[Region annotation entries]
-- start --
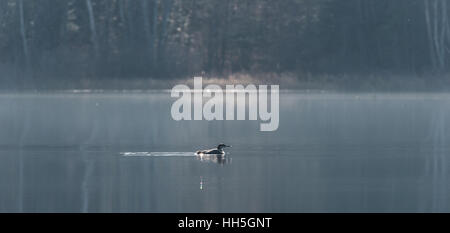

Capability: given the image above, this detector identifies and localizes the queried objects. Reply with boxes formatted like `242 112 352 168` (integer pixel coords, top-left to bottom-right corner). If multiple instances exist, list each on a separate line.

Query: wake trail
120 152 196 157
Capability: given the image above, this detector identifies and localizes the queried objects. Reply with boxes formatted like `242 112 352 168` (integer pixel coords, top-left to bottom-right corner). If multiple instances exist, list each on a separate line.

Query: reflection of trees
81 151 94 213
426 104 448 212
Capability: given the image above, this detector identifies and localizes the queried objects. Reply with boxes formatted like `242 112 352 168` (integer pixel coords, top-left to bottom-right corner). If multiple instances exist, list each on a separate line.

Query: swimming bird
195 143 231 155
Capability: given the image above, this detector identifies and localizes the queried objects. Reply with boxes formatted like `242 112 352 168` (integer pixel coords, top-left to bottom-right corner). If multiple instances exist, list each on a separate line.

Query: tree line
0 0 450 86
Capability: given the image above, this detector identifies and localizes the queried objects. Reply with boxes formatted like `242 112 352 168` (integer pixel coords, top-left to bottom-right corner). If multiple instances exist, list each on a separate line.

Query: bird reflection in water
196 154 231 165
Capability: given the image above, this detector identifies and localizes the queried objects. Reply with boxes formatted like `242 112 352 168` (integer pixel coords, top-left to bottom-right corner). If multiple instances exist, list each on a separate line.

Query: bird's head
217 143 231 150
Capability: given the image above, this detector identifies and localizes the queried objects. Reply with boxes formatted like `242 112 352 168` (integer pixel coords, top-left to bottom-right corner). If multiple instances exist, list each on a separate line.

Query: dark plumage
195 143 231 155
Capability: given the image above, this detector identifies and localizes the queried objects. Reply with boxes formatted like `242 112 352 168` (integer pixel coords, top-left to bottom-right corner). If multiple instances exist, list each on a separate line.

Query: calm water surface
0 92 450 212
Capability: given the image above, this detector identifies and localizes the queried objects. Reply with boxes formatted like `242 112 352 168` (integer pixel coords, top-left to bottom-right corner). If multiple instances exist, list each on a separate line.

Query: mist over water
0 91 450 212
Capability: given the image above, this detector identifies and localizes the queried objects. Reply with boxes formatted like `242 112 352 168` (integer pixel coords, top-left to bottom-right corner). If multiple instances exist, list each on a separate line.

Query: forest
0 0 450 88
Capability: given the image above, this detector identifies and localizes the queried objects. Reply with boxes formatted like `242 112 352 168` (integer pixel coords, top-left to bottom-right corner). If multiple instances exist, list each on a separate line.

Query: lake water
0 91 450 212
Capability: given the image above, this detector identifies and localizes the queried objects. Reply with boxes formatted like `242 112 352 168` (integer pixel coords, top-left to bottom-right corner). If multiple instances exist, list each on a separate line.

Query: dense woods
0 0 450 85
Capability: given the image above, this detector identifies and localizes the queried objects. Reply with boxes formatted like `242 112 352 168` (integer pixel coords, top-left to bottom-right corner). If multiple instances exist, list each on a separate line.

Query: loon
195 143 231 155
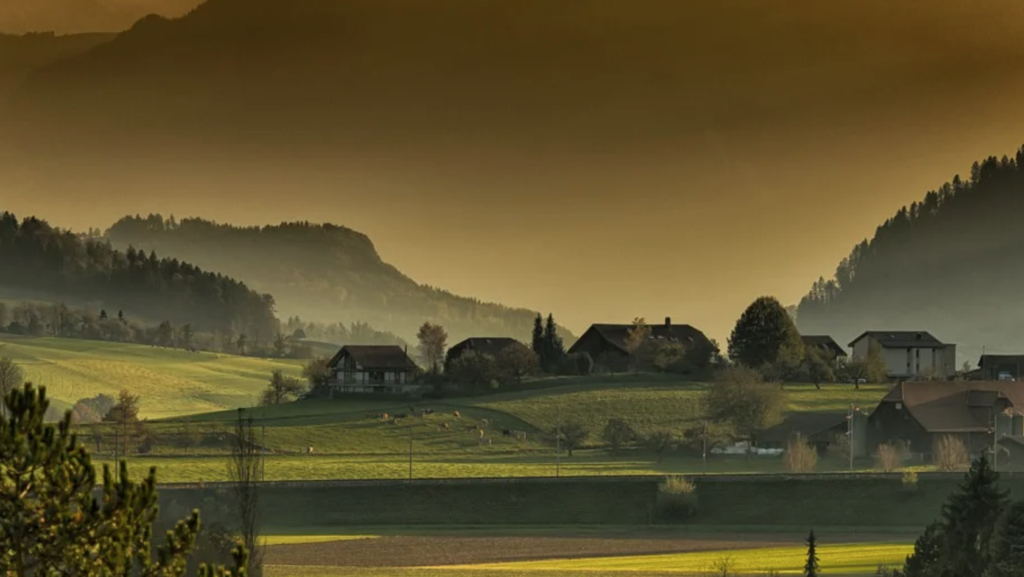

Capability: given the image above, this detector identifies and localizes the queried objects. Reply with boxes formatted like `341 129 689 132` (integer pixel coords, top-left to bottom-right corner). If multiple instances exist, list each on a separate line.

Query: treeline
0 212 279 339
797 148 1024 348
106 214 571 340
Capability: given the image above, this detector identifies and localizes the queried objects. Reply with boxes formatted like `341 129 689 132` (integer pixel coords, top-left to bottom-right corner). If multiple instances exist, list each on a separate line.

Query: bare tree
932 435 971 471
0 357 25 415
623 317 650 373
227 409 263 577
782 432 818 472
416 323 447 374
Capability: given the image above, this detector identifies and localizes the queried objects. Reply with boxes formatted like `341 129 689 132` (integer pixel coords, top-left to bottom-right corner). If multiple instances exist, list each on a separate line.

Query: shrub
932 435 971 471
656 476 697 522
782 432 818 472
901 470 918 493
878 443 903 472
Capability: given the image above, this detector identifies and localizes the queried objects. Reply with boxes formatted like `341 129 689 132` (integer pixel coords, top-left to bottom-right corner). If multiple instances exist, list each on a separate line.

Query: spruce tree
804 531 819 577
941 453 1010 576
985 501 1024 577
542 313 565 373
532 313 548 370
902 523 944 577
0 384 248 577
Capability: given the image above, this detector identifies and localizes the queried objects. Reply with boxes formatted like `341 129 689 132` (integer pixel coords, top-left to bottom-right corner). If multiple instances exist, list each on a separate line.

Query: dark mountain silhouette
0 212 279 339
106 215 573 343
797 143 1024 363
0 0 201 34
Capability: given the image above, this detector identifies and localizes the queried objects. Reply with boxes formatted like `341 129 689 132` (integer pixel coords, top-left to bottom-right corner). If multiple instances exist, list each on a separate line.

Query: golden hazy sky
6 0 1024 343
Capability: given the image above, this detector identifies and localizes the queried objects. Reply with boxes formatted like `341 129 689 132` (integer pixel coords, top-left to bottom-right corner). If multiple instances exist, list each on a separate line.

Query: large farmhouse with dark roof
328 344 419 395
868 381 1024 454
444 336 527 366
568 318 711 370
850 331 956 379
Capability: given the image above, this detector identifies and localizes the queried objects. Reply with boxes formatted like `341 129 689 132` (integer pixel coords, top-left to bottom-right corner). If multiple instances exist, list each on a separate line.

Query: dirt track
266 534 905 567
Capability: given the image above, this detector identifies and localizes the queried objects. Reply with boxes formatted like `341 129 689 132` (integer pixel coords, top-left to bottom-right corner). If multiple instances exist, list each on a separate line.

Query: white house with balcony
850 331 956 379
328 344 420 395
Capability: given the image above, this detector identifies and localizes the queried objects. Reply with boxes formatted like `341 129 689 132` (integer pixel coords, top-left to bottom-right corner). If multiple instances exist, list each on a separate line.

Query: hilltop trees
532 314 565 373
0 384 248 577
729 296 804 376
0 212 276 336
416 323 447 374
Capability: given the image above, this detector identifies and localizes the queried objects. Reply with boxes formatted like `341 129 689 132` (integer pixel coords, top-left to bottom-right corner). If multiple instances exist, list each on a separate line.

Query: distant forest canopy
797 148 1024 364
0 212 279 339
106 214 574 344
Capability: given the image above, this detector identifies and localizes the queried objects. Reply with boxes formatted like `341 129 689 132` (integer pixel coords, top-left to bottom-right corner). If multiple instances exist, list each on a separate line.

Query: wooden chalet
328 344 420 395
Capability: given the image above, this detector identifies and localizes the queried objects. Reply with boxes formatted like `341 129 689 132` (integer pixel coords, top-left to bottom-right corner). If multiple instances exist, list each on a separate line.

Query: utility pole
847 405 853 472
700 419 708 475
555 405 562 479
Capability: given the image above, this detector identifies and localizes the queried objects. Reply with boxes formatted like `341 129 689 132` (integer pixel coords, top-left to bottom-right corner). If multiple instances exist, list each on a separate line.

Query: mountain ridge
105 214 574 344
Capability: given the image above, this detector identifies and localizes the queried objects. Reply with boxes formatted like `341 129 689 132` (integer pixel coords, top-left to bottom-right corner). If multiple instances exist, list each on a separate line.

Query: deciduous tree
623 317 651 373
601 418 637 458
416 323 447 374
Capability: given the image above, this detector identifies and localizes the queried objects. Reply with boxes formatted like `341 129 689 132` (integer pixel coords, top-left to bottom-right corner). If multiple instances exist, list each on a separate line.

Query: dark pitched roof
-- end --
Directions >> Count the lines in the entries above that contain the string "water", treating case as significant, and give only that number.

Answer to this problem >> 4